**Work task A:**
In the blog post about freedom, how long did the igloo built during the blizzard of 79 last?
**Work task B:**
Please list every area in which, according to the blog post about freedom, feeling safe matters.

--- Text section Enclosed Below ---

I meant to post an entry last week about freedom. About how I have always felt “closer” to July 4th because of my Dad’s service in the Navy. For me the holiday has always included a parade and picnic followed by fireworks and beer. Most Americans would concur. But being a child in the armed forces meant July 4 was also about those who weren’t together to celebrate because duty called somewhere else. When I think of my childhood, I always conjure up memories from the Fort Monmouth days, circa 77-79. I am not sure if it was my age or the freedom living on an army post provided, but I remember those days more intricately than last week. My soccer coach drove a lime green beetle and our jerseys were long-sleeve black polyester with some orange cursive-thing in the corner. The Dads called me wonder-woman since I was the only girl on the team and I would steal the ball from anyone because a 7 year old boy was not nearly as scary as my 11 year old brother. I ate a pomegranate for the first time there and got caught saying my first swear word (s*it) when I fell from the trapeze at the playground. (I lied about it when my brother ratted me out, throwing out many rhyming words ending in the it sound and thus compounding my punishment.) Jennifer-from-across-the-street‘s big brother Eddie taught tennis lessons and he had one ball with Mickey Mouse on it. He got so sick of us arguing over who got to pick the Mickey ball, Eddie hit it over the fence one day and it was gone. We had never seen anyone do something so frivolous or stupid in our lives. We built an igloo in the backyard during the blizzard of 79 and it lasted for 10 days. We took dry cleaning bags and placed them on the floor of the igloo and ate our lunch in there. I saw Annie on Broadway and The Rocketts at Radio City Music Hall. We went to China Town for Chinese New Year -before the gentrification of NYC.

All this is to say I believe when people feel free, they do more adventurous things and remember those events vividly. And the only way to feel free is to feel safe. This matters in physical location. It matters financially. It matters in love and other relationships. And it matters greatly in children. In order for kids to thrive, they have to know it is okay to fail and be different. We all have to know, someone who cares about us is watching and hoping and waiting to hear the news of the day, good or bad.

I have been floundering a bit lately with my kids. They seem whiney and timid and addicted to candy. They seem slothful and they aren’t prepubescent yet. And I think it’s my fault. Maybe I haven’t been rigid enough with the rules.  Maybe I haven’t been in tune with them enough-haven’t listened when they sent subtle signs. Maybe 3 really is too many. I certainly haven’t been patient enough-probably never will be. I wonder if they will ever feel free and safe like I did from ages 7 to 10. Is the world too crazy now? A bankrupt government, an unstable world order, constant digital input and news feeds, not to mention a diet contaminated with genetically modified corn and hormones and gigantic corporate greed fed by government farm subsidies. Or maybe this is what adult life was like for Mom and Dad when I was blissfully biking around the army base with Paulie Laflam, Amy Dewitt, and Susie Laturner. I can’t be sure. There was gasoline rationing and the Iran hostages and insane interest rates on home mortgages. Maybe I was just as whiney as my kids are being. It is hard to know how much is revisionist history or naive bliss. What I do know is we have 6 weeks left of summer, most of them in Vacationland, to do a better job. To help my kids feel safe. And let them be free.

2 responses to this post.

  1. Posted by Cindi Bartol on July 8, 2011 at 11:50 pm

    once again – great! so fun to read the real incidents/memory times from your perspective as you weave them into the living of this day and
    time…let’s me journey back myself. and the girls will have their own perspective about the happenings of childhood when they are adults. Worry not – they are being given many places to explore who they are!


  2. I too have wondered many times if my parents were as worried and stressed about the world situation in the 70s and 80s as we are today.

--- End of Enclosed Text section ---
--- Data extracts Enclosed Below ---

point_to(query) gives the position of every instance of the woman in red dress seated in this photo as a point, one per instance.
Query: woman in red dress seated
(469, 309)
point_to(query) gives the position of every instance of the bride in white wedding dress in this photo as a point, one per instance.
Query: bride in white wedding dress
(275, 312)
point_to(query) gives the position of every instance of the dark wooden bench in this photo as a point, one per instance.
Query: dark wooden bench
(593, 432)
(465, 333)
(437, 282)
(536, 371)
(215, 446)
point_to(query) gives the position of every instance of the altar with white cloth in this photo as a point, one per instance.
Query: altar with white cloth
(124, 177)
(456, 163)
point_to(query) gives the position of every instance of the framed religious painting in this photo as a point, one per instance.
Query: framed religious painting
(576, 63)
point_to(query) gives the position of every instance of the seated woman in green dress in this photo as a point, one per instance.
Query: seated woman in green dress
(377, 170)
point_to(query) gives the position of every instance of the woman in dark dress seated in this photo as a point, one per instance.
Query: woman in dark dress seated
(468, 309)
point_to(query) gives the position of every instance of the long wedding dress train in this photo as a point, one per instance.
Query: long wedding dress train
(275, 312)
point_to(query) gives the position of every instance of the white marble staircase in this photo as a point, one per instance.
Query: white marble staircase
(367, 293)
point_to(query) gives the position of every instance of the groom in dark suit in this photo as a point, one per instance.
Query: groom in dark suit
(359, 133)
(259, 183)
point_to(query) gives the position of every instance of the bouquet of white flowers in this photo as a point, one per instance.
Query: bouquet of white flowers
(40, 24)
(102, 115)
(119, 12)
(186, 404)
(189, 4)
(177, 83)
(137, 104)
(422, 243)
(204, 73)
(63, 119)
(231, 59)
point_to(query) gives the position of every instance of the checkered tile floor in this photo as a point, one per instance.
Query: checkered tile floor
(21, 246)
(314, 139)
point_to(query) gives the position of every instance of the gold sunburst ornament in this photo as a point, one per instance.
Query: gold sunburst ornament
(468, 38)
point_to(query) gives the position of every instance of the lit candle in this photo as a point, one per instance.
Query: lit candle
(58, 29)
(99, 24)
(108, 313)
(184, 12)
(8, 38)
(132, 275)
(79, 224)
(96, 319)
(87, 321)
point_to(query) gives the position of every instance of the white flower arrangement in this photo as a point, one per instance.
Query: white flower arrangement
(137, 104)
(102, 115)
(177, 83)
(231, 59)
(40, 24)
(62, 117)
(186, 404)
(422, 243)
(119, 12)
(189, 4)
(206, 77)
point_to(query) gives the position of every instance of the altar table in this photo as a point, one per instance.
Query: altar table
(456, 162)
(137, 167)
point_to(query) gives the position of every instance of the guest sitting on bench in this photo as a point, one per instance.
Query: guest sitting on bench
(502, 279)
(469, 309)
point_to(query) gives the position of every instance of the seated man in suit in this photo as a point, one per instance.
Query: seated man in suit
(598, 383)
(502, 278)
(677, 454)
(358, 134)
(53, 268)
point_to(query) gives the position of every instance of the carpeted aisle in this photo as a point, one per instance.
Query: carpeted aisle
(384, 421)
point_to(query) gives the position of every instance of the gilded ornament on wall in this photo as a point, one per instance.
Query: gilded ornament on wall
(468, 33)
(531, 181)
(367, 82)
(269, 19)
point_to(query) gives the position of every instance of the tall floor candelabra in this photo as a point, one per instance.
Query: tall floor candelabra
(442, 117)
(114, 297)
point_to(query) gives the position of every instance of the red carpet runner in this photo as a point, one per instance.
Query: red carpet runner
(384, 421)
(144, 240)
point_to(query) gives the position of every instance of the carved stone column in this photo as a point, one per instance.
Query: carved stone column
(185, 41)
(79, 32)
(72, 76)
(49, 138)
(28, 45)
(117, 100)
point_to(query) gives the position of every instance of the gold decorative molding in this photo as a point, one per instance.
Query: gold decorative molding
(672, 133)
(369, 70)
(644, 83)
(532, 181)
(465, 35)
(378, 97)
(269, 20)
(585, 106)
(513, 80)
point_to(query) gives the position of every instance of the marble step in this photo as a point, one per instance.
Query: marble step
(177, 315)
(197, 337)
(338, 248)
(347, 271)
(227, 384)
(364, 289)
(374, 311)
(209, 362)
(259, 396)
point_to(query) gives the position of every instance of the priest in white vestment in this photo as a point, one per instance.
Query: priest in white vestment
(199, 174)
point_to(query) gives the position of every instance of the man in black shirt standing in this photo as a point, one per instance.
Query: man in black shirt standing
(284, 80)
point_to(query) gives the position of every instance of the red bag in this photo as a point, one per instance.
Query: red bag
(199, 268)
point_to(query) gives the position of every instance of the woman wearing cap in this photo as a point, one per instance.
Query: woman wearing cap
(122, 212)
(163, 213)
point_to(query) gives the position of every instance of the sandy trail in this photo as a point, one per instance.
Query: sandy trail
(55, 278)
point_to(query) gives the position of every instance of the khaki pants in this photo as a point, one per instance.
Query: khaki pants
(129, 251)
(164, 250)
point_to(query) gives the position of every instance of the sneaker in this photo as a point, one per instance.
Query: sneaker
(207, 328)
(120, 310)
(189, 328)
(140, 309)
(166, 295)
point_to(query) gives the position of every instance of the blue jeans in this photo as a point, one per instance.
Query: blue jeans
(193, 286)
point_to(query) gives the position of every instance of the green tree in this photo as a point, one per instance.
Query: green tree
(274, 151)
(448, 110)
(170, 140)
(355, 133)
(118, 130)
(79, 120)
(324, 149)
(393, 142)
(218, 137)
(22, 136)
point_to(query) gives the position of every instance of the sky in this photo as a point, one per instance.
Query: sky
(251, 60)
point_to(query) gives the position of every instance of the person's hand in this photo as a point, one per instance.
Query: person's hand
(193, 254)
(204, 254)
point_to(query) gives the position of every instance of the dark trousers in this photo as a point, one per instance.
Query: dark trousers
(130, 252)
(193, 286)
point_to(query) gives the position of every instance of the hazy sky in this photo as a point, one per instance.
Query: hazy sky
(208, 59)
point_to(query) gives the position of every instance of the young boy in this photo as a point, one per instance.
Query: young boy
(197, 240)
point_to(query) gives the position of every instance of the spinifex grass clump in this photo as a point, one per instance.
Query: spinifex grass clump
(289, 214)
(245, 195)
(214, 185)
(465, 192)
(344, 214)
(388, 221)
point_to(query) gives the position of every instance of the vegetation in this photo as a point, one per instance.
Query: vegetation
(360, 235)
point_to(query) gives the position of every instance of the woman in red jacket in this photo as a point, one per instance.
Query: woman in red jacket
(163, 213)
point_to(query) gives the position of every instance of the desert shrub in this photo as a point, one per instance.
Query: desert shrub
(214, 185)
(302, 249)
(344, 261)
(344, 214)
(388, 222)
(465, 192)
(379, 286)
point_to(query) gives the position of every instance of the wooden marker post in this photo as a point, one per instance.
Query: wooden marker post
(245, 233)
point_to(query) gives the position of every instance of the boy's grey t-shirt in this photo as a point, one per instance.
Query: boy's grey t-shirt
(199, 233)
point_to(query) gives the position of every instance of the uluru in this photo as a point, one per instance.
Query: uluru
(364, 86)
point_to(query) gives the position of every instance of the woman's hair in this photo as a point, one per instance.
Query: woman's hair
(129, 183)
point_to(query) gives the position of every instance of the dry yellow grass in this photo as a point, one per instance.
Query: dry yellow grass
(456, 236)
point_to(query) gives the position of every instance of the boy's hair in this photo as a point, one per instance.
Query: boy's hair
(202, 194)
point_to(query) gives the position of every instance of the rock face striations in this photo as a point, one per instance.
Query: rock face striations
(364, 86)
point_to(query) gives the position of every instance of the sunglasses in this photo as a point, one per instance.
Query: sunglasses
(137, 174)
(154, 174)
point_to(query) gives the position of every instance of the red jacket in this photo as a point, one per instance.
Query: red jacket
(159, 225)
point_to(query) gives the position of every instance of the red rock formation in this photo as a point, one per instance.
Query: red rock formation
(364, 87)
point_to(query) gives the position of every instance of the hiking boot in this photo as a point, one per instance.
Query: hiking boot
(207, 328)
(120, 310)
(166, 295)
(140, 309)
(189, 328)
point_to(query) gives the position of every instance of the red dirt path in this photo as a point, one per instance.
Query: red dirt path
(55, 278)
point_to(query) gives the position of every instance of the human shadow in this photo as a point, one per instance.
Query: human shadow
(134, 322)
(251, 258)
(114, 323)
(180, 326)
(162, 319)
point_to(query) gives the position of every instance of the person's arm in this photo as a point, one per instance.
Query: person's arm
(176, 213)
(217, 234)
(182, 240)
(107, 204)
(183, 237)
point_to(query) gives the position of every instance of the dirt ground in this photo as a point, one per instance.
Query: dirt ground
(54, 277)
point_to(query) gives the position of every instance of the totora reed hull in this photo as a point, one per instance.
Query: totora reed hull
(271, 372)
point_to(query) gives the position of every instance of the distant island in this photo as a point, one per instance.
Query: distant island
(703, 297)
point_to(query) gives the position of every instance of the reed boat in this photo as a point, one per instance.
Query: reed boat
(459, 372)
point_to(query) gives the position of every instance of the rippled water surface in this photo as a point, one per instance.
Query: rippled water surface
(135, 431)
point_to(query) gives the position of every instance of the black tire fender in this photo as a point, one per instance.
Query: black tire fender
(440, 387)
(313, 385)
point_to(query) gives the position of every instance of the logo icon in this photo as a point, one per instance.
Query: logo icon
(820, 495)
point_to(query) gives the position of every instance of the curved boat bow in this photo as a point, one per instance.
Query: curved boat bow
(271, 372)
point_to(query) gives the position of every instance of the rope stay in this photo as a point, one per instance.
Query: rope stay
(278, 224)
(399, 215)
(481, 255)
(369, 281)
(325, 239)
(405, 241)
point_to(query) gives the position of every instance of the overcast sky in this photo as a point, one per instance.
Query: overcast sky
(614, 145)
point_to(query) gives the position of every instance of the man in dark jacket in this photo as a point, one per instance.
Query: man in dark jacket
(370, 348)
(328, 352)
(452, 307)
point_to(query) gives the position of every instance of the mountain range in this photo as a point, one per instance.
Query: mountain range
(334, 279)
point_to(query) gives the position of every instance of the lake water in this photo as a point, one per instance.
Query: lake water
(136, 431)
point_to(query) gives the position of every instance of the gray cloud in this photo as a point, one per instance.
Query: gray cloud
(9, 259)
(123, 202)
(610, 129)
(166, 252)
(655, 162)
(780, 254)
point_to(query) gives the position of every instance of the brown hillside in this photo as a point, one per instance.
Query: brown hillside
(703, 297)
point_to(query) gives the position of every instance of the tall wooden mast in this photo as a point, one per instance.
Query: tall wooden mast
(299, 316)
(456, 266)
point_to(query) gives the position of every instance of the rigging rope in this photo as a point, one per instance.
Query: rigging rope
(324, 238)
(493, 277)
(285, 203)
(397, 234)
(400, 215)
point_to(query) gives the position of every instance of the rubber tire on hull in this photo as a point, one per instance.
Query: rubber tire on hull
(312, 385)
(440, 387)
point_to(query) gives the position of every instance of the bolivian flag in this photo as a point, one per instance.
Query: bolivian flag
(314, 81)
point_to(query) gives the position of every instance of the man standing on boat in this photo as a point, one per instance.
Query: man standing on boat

--- End of Enclosed Data extracts ---

**Task solution A:**
It lasted for 10 days.

**Task solution B:**
Physical location, financially, love and other relationships, and children.